Source information:

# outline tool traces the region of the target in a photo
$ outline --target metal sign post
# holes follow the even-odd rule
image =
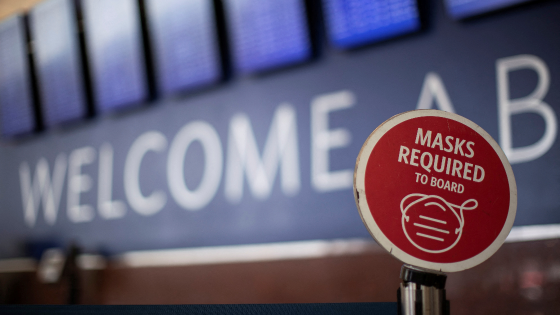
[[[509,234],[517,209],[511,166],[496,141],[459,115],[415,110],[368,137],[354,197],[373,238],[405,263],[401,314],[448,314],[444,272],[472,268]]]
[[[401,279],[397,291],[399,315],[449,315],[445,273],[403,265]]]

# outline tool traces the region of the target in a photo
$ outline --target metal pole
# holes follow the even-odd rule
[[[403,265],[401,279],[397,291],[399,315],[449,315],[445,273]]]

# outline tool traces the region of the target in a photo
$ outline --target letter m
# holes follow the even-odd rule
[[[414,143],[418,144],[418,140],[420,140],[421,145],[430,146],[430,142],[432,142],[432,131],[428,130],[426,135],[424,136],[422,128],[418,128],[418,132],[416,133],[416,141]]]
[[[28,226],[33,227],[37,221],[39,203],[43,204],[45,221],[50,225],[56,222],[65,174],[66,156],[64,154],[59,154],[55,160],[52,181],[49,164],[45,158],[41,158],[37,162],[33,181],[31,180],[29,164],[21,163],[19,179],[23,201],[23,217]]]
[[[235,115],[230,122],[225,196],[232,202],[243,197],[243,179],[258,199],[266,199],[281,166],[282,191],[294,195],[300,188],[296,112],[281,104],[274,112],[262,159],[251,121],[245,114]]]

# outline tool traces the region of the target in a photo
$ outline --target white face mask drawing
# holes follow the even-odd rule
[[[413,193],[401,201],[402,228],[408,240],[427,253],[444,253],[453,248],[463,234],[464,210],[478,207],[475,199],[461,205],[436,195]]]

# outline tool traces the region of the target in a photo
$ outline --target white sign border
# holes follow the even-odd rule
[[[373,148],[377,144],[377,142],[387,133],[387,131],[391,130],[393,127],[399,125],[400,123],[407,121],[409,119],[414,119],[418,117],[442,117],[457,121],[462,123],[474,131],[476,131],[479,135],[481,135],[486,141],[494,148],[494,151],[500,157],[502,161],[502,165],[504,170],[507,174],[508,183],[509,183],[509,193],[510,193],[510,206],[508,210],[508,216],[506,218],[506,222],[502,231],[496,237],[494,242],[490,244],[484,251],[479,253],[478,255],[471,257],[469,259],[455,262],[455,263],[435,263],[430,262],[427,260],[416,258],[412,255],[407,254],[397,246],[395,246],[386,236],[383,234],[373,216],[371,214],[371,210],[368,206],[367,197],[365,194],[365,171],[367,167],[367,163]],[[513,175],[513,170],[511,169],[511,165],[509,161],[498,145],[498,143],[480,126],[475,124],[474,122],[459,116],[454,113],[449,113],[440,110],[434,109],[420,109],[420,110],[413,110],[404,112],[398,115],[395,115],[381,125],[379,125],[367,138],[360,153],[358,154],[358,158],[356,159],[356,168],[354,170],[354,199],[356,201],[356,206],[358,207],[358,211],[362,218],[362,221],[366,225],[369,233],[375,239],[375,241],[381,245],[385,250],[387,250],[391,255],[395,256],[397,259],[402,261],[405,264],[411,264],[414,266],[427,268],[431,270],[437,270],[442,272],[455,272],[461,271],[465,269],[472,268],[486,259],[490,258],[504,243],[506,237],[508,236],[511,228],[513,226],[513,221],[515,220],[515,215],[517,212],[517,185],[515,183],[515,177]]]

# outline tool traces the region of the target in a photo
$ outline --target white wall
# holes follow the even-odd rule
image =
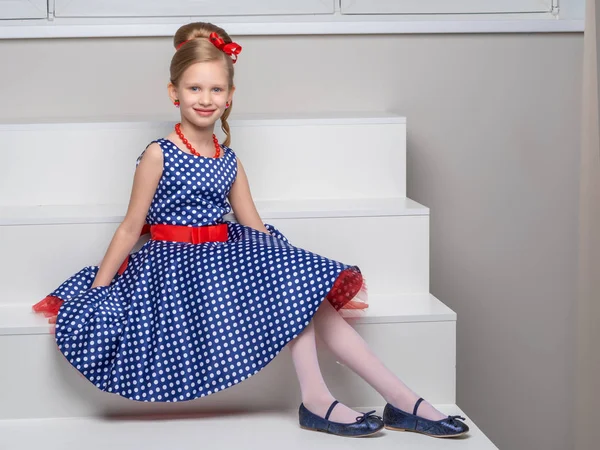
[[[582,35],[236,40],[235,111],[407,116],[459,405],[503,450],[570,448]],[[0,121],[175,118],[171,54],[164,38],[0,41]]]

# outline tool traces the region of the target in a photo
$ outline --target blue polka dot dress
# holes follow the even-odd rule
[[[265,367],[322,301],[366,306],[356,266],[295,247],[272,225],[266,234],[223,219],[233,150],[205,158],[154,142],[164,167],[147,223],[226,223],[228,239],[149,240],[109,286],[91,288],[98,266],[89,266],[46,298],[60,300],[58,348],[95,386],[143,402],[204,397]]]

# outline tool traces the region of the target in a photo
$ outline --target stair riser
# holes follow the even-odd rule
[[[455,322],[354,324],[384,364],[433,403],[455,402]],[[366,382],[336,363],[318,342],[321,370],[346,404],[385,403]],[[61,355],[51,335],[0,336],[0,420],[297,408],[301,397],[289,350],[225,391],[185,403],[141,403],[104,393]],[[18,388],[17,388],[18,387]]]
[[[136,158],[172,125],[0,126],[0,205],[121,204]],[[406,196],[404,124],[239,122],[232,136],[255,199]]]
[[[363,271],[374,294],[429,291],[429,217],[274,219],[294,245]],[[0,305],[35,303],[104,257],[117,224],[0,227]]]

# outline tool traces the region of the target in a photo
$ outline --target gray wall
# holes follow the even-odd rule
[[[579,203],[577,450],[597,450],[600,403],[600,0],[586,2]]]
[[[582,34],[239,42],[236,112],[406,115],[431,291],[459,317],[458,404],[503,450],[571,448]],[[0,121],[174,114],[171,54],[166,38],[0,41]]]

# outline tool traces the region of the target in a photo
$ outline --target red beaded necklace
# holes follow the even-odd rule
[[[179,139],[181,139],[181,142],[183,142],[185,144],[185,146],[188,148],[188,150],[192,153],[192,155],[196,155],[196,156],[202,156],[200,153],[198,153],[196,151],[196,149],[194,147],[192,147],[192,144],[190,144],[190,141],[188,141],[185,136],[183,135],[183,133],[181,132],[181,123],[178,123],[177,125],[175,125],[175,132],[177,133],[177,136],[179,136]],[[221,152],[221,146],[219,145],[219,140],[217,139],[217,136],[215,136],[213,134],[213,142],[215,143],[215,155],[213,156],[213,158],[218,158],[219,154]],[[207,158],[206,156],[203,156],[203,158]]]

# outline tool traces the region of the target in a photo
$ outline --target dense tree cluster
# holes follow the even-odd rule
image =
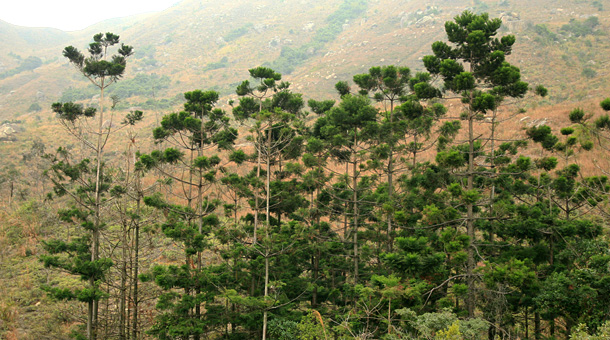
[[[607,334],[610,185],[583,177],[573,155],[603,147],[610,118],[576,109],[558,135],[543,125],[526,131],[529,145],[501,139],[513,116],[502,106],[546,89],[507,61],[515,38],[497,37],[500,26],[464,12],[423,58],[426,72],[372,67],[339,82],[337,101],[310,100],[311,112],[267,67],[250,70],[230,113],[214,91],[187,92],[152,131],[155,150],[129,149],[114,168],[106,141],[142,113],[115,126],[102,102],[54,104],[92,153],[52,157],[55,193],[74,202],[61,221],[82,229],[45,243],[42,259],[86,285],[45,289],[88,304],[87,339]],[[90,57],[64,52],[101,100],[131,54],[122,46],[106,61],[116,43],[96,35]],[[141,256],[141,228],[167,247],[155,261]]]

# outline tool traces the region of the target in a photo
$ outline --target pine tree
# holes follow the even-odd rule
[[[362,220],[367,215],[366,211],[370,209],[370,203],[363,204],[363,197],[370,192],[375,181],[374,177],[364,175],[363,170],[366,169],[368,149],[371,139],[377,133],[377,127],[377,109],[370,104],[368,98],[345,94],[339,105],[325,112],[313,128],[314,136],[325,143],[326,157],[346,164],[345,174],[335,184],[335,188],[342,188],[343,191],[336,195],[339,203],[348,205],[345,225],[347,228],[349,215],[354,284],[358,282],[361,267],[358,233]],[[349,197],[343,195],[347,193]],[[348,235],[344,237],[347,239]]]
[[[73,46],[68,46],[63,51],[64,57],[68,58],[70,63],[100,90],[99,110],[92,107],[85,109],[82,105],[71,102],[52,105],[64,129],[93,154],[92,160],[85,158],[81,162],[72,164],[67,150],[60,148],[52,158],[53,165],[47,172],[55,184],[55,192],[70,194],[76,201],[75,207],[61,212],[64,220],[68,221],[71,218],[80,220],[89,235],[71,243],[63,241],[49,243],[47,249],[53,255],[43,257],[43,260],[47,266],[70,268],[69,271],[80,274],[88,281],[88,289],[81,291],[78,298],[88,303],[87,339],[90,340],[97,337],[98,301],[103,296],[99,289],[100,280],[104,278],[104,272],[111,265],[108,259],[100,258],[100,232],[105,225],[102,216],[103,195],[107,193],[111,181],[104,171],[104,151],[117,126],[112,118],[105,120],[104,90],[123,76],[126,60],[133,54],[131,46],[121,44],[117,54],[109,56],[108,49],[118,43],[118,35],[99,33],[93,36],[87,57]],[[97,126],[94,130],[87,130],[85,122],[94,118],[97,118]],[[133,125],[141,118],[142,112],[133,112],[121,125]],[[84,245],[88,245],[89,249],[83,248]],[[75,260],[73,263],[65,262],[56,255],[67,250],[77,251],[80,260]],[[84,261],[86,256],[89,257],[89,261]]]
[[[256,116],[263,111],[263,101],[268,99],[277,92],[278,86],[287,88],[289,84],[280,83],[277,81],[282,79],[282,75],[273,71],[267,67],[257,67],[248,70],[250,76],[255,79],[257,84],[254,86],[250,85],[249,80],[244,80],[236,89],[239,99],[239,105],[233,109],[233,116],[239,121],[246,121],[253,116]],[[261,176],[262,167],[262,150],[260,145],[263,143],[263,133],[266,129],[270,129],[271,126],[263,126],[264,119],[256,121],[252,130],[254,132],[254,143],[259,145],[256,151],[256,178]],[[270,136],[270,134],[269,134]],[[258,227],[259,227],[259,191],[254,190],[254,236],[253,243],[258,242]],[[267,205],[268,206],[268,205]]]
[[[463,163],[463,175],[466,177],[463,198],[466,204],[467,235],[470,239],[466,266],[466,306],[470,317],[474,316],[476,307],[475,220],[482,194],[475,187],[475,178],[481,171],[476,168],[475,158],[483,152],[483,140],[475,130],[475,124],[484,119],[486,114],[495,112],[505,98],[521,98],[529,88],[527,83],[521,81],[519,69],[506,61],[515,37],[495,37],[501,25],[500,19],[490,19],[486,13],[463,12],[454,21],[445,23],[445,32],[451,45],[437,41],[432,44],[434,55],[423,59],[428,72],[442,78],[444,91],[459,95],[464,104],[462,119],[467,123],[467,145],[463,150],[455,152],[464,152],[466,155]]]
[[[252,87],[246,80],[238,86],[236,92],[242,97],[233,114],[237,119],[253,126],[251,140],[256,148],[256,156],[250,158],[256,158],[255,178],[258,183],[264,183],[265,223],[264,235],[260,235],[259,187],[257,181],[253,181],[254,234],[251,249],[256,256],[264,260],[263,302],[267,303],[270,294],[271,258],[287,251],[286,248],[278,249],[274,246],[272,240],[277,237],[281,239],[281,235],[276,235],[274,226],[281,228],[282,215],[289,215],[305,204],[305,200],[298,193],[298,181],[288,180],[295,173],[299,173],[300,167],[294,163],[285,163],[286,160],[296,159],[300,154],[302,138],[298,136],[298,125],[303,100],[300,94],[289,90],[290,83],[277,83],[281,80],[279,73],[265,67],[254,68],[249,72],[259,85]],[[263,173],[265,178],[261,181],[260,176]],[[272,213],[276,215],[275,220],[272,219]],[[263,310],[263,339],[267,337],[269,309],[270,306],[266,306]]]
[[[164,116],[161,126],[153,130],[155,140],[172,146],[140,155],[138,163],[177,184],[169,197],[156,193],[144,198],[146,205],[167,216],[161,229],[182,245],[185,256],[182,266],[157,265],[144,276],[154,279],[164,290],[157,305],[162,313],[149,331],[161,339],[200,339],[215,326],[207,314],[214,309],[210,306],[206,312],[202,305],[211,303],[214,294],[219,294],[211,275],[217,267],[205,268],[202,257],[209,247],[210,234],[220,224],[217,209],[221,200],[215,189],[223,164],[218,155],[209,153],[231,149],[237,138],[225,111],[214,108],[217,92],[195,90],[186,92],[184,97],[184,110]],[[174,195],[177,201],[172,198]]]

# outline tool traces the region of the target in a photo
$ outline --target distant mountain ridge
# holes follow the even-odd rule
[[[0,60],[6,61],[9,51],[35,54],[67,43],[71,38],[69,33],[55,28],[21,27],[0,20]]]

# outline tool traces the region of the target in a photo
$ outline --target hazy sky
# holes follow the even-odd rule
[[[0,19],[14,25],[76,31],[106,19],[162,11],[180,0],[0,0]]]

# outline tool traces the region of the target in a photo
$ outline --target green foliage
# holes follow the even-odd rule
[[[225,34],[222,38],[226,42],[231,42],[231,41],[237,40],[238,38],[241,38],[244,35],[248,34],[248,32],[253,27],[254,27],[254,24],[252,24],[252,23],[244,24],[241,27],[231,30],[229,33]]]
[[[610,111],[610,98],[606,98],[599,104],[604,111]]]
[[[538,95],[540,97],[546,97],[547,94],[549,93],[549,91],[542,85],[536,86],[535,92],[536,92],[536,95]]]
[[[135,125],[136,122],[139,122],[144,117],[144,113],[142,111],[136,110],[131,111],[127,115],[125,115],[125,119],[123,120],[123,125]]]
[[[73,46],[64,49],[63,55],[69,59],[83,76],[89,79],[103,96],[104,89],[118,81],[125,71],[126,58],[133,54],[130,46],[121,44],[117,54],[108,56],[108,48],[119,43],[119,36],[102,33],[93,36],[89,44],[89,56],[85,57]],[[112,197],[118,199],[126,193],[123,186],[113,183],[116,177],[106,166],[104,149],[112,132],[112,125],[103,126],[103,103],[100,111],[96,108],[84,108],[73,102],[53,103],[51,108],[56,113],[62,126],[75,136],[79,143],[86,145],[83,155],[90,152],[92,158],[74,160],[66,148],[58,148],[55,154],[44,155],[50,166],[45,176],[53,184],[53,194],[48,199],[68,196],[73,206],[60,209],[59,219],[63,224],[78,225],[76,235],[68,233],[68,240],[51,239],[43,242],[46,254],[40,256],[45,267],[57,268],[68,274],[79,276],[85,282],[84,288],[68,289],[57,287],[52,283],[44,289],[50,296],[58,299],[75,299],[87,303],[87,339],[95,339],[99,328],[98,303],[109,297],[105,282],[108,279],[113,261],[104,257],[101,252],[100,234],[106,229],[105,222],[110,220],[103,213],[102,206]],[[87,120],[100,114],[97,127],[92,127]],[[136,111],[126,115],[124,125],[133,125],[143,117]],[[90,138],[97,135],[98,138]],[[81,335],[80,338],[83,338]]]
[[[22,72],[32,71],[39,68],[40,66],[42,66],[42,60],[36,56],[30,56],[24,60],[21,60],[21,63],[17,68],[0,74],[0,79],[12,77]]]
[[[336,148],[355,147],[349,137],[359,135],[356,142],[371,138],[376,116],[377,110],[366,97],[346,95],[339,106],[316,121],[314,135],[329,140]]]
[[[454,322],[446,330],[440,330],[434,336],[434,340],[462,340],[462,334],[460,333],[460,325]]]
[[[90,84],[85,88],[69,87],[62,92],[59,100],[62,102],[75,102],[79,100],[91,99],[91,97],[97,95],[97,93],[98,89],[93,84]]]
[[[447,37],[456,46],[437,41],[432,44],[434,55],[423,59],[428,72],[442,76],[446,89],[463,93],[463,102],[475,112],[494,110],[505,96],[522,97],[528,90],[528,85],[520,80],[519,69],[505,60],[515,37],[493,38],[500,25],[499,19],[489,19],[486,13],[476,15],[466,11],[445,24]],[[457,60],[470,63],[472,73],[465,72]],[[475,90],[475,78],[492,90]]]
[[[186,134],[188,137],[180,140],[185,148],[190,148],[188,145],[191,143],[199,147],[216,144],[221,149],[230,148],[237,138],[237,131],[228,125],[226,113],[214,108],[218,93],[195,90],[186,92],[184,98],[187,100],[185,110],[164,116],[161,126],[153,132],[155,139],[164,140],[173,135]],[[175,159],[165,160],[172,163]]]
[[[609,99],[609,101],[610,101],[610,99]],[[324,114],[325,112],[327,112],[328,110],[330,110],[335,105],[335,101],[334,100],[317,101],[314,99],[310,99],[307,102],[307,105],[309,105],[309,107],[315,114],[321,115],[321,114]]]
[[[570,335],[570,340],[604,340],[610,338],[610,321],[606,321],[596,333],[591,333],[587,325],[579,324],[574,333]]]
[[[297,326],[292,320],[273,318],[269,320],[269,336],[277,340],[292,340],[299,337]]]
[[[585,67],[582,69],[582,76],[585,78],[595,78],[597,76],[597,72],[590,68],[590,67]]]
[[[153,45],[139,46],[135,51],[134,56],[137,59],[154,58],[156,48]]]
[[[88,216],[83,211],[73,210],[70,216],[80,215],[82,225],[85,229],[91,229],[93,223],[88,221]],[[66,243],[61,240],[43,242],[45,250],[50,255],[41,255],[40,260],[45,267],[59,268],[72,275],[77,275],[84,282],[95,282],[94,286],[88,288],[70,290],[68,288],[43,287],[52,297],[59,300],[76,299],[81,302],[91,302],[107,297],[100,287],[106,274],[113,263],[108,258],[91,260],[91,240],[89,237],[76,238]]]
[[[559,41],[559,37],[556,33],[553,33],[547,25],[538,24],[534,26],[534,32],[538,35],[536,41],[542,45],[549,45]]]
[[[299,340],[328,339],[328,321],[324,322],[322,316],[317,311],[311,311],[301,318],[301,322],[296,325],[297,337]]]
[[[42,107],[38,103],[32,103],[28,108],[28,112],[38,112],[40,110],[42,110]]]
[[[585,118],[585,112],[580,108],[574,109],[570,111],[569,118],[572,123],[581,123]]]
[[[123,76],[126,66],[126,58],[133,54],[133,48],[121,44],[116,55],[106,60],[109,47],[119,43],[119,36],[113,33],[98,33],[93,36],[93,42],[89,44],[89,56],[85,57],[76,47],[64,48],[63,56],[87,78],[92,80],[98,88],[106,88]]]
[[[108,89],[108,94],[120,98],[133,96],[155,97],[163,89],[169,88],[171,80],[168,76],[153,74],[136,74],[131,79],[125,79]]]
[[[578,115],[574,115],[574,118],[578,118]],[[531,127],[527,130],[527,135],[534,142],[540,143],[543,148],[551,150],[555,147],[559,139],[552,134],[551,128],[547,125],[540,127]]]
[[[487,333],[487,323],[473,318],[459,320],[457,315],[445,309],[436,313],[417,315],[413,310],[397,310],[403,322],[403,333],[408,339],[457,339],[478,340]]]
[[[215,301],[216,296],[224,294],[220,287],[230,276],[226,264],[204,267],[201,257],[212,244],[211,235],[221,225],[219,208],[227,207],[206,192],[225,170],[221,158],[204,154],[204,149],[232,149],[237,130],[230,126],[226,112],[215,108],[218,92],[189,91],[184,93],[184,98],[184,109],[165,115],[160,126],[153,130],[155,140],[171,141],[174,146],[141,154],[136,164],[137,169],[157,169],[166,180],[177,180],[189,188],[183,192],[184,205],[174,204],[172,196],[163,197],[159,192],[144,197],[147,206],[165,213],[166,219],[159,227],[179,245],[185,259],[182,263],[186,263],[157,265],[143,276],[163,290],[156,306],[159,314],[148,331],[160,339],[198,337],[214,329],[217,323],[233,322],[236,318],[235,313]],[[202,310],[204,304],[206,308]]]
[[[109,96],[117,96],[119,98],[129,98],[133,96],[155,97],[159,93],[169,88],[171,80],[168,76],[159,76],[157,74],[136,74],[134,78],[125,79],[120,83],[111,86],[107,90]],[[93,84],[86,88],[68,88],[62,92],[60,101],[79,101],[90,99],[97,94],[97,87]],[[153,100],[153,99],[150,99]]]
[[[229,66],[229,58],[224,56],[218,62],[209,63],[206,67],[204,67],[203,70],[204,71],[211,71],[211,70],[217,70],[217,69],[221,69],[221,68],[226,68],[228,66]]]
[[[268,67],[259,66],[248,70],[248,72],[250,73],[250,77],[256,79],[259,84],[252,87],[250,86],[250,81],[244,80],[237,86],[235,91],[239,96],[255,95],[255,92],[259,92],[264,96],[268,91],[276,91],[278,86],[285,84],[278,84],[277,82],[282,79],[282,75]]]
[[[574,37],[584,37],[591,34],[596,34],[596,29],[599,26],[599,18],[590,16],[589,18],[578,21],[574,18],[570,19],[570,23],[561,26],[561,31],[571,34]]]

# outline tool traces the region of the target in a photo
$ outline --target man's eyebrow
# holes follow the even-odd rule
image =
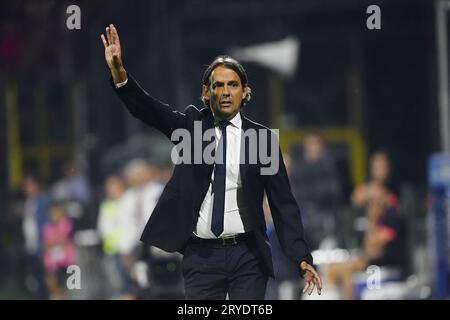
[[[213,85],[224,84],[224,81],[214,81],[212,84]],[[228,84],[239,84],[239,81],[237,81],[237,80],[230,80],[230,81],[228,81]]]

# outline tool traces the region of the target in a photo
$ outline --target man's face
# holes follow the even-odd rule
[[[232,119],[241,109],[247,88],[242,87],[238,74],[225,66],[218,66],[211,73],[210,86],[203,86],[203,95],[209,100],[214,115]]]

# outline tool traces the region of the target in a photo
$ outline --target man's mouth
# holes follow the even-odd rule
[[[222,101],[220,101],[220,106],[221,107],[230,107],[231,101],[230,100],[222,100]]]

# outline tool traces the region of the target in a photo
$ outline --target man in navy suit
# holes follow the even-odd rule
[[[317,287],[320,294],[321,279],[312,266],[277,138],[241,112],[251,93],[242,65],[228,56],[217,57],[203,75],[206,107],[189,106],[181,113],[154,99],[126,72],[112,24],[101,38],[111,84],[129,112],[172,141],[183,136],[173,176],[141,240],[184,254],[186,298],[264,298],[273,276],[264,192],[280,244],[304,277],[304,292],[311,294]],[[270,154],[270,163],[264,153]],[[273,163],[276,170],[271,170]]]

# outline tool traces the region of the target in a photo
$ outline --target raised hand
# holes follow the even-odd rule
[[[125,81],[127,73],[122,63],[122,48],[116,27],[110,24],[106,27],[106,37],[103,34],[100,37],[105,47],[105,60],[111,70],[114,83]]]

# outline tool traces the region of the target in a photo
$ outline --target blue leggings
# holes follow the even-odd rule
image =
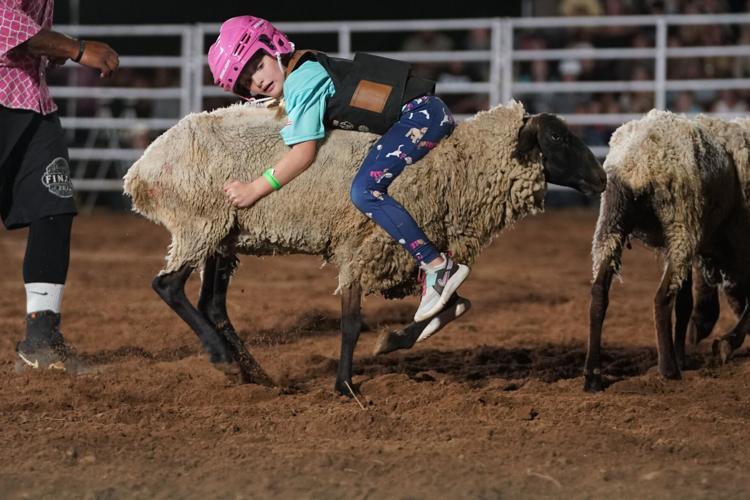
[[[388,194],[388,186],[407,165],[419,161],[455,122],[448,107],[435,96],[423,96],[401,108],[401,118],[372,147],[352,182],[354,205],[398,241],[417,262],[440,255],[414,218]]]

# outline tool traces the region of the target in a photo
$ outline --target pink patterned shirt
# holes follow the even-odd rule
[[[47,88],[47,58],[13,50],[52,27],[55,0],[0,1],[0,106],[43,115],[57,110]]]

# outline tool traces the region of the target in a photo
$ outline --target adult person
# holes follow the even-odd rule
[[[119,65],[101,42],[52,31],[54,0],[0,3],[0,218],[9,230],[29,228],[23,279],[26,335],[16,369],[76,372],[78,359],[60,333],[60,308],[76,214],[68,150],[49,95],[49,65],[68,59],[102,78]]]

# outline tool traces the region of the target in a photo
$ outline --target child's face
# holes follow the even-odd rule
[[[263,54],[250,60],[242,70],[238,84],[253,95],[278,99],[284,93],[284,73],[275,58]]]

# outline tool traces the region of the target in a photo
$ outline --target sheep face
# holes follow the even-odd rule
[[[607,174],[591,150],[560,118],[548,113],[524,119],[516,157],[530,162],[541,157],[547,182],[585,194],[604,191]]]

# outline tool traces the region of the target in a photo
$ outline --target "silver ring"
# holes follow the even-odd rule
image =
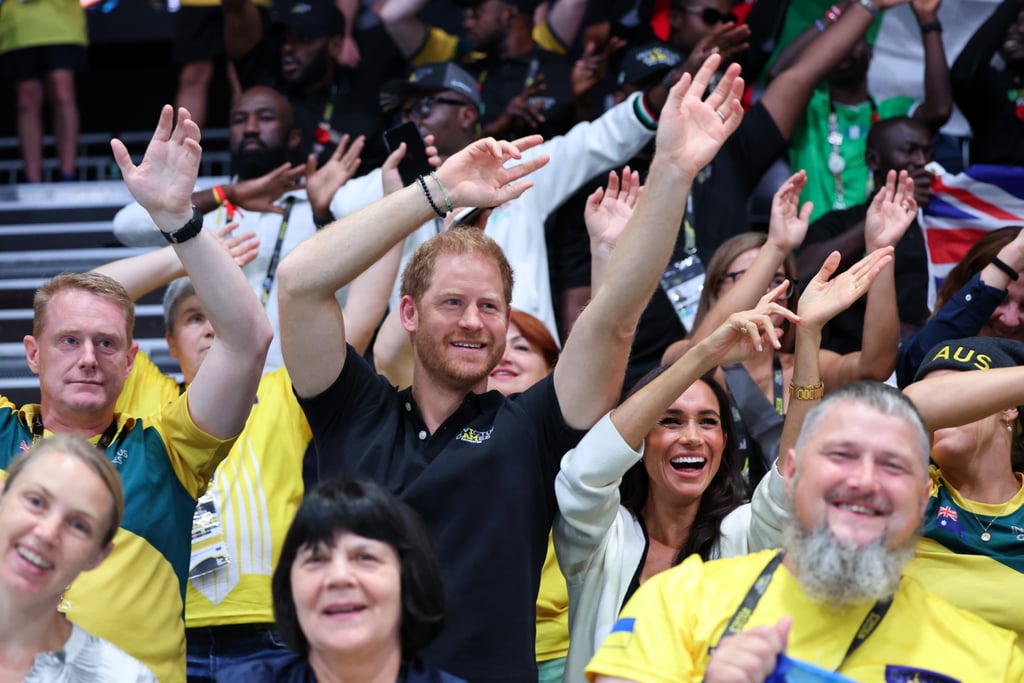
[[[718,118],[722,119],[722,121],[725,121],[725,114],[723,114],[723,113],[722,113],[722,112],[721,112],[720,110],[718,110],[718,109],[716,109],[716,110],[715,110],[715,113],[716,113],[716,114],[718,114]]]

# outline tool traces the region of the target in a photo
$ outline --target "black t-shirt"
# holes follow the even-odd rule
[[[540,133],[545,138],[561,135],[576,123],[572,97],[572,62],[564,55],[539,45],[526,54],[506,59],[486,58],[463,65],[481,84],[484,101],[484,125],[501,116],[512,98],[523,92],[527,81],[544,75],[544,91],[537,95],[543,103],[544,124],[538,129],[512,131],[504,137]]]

Brief: Go through the listing above and return each line that includes the word "shirt".

Reply to the exercise:
$ outline --target pink patterned shirt
$ outline --target "black t-shirt"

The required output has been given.